TEXT UNDER STUDY
Greetings Loved Ones! Liu Is The Name, And Views Are My Game.
While en route to a new world, a group of interstellar colonists receive a transmission from a nearby planet. After analyzing the signal, they realize that its human in origin, and that the planet its coming from might have ideal living conditions. Deciding that this is too good an opportunity to pass up, the Captain sends down a small group to investigate. At first, everything goes just fine; the source of the transmission, a crashed space ship, is discovered without incident, and the world itself is rather hospitable. Things quickly devolve, however, when a member of the team is infected by a bizarre black fungus, which causes him to birth an aggressive alien monster. And if that’s not bad enough, the crew are found by a survivor of the crashed ship, who may, or may not, want to do them harm.
Alien: Covenant is not a movie I planned on seeing. It’s not that I dislike the Alien franchise; quite the opposite. I think 1979’s Alien is one of the most important movies ever made, and mandatory viewing for anyone who wants to make sci-fi. But I, and most other people, agree that each of its sequels fell in terms of quality, and that there are way, way too many remakes and spin-offs coming out these days. I’d much rather go support original films, like Bong Joon-Ho’s Okja, which comes out in June, and Max Landis’s Bright, which comes out in December. But after my girlfriend told me she wanted to see it, I decided, “what the hell? It’s an Alien movie. It can’t be that bad.” Oh, how wrong I was.

WHAT THE TASK REQUIRES
Retype the Alien: Covenant review from "While en route" up to and including "do them harm.".

[Saved data entries]
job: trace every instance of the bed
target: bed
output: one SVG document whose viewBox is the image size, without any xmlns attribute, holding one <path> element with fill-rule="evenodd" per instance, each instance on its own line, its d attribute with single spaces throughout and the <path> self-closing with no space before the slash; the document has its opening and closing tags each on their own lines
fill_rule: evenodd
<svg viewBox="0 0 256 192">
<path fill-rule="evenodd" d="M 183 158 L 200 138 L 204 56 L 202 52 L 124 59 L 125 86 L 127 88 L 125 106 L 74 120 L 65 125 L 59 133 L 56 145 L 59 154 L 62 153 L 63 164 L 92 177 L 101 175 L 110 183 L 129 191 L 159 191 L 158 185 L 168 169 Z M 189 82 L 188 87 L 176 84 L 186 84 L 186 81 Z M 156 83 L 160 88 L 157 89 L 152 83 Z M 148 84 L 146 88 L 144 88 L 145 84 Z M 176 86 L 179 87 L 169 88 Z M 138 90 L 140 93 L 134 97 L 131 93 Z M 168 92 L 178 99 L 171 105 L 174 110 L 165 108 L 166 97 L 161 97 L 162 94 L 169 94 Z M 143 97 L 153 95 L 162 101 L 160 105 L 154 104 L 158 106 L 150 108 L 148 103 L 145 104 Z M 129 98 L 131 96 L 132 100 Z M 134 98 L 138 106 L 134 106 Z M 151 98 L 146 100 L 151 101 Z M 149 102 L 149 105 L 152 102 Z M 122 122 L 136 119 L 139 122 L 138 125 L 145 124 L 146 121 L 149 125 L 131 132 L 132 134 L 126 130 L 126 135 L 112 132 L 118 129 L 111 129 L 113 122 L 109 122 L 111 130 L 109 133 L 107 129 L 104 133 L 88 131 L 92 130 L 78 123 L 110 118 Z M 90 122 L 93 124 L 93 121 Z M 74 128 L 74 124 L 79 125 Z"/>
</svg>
--
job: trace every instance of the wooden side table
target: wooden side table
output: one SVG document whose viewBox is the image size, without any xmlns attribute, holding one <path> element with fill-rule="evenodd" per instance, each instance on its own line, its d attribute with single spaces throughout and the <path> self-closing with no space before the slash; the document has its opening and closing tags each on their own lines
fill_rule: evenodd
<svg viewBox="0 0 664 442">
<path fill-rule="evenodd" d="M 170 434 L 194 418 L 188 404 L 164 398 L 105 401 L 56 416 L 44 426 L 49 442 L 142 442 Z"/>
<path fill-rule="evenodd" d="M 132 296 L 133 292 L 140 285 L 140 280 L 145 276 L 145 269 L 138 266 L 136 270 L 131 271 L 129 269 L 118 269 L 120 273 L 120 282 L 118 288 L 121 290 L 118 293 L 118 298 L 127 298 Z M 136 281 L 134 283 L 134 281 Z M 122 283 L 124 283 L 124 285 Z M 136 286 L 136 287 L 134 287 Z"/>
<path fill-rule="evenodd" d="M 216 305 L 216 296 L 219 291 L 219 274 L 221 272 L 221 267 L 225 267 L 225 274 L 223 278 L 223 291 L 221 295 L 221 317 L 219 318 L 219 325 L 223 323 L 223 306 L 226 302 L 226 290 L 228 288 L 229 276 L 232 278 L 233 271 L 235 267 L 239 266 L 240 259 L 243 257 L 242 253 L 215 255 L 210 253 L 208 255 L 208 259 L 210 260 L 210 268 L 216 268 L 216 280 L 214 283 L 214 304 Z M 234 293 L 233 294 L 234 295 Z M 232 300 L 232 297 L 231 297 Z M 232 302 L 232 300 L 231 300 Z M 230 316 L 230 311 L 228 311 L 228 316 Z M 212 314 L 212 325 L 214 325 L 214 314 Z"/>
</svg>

WRITTEN RESPONSE
While en route to a new world, a group of interstellar colonists receive a transmission from a nearby planet. After analyzing the signal, they realize that its human in origin, and that the planet its coming from might have ideal living conditions. Deciding that this is too good an opportunity to pass up, the Captain sends down a small group to investigate. At first, everything goes just fine; the source of the transmission, a crashed space ship, is discovered without incident, and the world itself is rather hospitable. Things quickly devolve, however, when a member of the team is infected by a bizarre black fungus, which causes him to birth an aggressive alien monster. And if that’s not bad enough, the crew are found by a survivor of the crashed ship, who may, or may not, want to do them harm.